■ WORK ORDER ■
Retype the records below from their first line through the line containing "Q: Outline the yellow", and include nothing else.

■ INPUT DATA ■

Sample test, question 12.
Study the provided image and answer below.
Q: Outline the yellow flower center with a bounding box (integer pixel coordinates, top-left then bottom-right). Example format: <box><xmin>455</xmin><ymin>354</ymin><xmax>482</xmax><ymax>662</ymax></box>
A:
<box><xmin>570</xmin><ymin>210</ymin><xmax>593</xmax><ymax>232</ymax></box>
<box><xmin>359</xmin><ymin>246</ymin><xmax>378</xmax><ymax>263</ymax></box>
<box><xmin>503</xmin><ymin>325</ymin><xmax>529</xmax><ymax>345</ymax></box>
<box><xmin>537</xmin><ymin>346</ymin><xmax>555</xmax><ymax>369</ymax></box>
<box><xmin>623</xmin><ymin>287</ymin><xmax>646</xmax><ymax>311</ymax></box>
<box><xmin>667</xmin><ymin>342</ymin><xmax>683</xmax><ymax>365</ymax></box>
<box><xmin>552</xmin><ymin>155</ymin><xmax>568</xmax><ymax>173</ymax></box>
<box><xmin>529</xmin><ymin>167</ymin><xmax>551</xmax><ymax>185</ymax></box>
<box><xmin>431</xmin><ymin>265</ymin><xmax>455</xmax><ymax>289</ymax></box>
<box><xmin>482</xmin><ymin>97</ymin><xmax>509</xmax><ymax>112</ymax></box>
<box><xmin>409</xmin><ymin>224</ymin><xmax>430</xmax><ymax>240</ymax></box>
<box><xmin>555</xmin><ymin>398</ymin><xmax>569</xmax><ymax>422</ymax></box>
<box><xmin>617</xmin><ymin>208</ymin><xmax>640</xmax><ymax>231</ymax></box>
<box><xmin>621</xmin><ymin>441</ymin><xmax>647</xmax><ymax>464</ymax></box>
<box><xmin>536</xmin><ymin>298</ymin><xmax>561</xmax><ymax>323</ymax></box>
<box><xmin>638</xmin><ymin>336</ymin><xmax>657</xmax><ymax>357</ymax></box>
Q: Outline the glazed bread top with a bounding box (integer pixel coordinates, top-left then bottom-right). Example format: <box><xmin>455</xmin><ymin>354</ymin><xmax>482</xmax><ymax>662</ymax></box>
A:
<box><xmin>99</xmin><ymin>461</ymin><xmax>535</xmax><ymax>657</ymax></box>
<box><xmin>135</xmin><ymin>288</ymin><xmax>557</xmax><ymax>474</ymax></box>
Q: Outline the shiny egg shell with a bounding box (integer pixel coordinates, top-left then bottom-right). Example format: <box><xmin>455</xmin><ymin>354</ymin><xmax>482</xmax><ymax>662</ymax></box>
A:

■ ANSWER SPACE ■
Sample test, question 12.
Study the provided image and answer below.
Q: Outline the yellow flower center with a bounding box (integer pixel coordinates, top-left then bottom-right). Example format: <box><xmin>455</xmin><ymin>354</ymin><xmax>482</xmax><ymax>662</ymax></box>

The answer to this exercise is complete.